"""
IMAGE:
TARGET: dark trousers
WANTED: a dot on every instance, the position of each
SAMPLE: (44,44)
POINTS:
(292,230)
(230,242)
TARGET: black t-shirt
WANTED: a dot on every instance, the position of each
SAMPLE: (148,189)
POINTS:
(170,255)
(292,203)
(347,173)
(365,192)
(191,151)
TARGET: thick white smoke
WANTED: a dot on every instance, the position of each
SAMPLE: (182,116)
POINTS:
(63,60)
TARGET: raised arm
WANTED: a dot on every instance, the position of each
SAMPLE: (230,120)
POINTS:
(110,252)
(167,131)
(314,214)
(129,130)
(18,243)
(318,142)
"""
**Work to complete**:
Convert every line of the listing above into a numbered list, omitting any blank lines.

**Written response**:
1. IMAGE:
2. TARGET: dark trousers
3. WANTED: a dot on every instance, the position of each
4. SAMPLE: (44,44)
5. POINTS:
6. (292,230)
7. (230,242)
8. TARGET: black t-shirt
9. WANTED: a dot on every instance, the position of each
10. SAMPLE: (148,189)
11. POINTS:
12. (170,255)
13. (292,203)
14. (347,173)
15. (365,192)
16. (191,151)
17. TARGET: thick white smoke
18. WANTED: a dot on every instance, the position of each
19. SAMPLE: (182,116)
20. POINTS:
21. (63,60)
22. TARGET: raised arm
23. WANTED: a dot on every instance, the position of each
24. SAMPLE: (230,120)
25. POINTS:
26. (110,252)
27. (167,131)
28. (314,214)
29. (129,130)
30. (18,243)
31. (318,142)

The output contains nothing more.